> Problem requirements
Find every line in the data below that contains the string "alamy" with the same capitalization, and copy each of those lines.

> Data listing
▶
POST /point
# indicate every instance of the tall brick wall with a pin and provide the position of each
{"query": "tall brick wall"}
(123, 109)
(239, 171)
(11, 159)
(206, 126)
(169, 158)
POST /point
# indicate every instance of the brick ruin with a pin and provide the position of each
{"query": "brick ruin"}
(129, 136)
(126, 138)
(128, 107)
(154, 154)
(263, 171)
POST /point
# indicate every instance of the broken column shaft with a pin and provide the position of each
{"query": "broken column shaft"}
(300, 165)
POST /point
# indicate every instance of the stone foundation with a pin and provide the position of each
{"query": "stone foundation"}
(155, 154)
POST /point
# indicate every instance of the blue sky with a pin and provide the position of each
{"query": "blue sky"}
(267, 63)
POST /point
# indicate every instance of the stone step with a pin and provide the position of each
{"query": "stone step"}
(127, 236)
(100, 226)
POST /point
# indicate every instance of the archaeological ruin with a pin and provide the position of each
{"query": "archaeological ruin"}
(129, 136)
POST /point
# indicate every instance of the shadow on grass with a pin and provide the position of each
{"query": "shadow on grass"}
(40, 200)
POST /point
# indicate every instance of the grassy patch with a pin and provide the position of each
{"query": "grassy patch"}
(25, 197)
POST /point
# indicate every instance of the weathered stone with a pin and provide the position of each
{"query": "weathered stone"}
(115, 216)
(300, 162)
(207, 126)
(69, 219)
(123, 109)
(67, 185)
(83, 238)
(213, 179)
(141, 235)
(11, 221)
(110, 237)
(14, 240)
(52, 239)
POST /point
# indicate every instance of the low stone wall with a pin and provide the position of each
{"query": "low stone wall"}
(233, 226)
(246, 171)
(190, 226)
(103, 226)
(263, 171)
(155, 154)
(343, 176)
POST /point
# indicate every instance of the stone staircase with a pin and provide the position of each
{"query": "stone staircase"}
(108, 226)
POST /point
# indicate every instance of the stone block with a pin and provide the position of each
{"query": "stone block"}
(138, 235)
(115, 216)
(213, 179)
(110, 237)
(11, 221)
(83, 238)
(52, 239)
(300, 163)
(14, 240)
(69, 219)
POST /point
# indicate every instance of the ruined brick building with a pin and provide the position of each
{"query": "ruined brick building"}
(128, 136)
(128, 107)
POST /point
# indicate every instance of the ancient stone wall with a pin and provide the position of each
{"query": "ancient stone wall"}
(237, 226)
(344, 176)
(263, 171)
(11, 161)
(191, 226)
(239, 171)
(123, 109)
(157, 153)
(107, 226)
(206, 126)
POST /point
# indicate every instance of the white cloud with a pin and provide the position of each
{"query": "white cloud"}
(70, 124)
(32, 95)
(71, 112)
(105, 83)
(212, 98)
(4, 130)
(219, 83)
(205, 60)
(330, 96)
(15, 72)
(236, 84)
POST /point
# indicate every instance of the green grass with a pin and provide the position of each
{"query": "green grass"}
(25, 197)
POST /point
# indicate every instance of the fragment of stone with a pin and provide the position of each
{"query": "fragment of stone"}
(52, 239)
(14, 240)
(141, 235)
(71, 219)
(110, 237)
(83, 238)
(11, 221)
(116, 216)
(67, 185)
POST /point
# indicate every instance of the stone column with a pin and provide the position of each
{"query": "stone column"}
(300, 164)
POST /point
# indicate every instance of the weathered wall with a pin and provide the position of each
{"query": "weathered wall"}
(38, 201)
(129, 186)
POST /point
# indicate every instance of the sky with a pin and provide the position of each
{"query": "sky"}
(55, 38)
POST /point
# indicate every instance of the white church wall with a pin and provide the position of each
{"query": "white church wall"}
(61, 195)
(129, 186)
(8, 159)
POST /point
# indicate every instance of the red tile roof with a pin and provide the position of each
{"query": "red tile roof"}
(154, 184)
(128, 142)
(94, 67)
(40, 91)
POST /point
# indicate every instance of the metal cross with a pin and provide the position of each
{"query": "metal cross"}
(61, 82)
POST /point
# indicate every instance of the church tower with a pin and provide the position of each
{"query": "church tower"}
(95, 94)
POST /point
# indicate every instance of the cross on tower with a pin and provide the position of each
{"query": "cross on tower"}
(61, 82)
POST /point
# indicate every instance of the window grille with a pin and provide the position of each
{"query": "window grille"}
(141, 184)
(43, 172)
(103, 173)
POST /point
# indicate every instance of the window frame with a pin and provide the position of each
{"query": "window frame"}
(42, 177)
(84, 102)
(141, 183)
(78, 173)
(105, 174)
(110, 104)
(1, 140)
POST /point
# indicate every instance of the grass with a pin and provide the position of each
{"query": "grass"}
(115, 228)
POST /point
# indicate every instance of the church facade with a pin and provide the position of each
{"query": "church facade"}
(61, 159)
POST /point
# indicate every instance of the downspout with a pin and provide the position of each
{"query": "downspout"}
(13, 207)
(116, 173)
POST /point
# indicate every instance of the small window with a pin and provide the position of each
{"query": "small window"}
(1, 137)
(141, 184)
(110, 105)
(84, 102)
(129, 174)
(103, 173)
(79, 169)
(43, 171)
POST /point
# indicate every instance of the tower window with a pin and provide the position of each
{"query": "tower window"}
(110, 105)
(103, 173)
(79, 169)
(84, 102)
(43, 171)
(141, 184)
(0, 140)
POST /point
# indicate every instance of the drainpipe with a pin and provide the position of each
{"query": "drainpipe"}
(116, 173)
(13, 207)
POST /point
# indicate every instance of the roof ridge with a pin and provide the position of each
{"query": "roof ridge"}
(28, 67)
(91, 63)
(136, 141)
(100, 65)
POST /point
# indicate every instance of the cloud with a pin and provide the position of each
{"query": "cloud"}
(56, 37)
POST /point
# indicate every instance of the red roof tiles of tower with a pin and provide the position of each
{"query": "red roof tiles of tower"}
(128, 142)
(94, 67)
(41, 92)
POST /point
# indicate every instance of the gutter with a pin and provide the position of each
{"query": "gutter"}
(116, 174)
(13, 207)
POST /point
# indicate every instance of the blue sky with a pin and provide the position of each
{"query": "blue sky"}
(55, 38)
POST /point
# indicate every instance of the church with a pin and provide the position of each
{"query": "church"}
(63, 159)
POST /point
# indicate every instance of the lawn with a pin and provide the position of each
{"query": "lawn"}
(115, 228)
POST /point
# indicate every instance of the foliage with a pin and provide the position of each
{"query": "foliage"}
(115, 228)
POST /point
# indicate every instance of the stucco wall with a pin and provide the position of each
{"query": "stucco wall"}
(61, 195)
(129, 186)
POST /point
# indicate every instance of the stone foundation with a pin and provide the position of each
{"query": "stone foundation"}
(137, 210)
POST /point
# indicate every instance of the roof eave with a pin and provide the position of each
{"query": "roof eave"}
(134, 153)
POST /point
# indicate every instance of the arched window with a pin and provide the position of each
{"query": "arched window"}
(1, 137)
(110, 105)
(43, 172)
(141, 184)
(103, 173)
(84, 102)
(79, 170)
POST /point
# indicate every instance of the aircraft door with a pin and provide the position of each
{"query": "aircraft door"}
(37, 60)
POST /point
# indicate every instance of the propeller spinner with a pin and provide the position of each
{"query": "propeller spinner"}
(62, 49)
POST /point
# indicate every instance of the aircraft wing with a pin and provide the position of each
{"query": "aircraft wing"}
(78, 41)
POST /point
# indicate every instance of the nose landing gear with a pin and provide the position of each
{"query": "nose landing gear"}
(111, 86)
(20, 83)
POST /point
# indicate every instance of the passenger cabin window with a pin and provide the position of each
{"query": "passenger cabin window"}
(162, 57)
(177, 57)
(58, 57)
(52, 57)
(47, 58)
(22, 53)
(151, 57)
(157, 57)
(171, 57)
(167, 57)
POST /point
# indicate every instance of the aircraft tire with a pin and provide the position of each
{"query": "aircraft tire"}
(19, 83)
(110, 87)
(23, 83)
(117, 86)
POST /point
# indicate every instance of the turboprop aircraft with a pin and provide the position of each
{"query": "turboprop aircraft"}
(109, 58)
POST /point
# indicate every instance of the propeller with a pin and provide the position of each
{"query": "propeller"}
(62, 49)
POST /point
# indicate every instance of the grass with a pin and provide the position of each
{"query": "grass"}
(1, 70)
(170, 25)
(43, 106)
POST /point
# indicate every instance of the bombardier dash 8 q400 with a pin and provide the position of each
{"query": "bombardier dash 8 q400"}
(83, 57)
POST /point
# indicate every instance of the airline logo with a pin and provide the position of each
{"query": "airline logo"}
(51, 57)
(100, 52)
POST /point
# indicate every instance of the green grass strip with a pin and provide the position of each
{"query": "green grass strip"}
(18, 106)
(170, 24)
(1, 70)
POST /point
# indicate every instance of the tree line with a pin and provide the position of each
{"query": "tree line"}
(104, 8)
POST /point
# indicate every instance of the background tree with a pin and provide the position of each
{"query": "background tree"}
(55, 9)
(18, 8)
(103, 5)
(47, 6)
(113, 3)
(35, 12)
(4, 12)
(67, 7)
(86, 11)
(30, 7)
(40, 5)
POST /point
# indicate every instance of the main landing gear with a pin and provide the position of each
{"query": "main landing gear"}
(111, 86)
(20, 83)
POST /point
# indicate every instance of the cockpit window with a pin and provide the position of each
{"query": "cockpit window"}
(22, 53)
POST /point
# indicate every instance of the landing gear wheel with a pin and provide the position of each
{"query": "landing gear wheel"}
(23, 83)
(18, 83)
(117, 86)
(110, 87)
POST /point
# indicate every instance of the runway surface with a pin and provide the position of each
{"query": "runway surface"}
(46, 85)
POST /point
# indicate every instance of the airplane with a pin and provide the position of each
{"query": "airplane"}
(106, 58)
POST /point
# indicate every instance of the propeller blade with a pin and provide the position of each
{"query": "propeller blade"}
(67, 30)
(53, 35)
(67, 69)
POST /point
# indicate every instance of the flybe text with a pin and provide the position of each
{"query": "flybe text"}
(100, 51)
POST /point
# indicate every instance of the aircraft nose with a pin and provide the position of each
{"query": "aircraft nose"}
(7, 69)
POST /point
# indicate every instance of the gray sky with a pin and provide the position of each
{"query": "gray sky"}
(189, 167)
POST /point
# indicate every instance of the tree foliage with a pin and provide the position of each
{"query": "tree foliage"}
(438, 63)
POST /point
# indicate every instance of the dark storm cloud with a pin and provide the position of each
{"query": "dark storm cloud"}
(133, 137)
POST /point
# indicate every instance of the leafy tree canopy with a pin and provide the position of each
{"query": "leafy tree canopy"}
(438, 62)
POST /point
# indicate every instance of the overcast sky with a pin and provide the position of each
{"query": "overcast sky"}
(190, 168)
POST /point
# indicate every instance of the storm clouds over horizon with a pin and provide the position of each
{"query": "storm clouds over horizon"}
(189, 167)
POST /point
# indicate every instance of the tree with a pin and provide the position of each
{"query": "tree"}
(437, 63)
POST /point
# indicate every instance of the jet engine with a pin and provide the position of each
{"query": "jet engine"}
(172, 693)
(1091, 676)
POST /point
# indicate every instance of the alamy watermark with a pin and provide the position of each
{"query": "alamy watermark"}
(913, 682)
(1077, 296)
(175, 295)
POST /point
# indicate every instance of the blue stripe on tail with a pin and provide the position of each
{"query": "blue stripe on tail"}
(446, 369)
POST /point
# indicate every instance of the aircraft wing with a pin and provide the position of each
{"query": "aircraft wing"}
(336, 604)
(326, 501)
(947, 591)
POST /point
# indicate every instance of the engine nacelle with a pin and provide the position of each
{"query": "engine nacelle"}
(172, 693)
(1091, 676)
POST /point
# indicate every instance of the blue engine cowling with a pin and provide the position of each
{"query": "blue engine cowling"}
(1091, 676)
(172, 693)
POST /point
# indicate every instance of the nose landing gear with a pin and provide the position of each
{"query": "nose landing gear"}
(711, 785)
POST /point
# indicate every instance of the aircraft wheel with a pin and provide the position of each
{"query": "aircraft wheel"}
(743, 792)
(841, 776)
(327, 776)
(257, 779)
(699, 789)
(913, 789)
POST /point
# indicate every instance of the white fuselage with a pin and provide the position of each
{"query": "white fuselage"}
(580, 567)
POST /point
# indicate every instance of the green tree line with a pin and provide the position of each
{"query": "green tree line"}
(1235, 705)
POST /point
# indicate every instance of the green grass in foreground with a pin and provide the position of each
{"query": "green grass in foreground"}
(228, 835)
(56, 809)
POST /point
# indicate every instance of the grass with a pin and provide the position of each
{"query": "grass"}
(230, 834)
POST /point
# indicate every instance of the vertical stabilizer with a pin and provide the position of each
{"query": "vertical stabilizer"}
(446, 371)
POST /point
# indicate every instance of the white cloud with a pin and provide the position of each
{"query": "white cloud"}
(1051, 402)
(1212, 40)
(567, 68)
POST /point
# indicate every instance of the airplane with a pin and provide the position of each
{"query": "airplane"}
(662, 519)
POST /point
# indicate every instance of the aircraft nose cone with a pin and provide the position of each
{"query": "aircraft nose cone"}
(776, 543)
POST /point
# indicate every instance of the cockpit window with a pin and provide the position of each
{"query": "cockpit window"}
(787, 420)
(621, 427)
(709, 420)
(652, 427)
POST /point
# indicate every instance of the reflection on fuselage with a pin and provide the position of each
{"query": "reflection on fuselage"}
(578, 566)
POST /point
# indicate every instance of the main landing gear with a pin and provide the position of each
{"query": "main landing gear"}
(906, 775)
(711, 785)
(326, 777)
◀
> Answer to this exercise
# indicate every instance of the alamy watermark with a pin and provide the position of each
{"query": "alamy watermark"}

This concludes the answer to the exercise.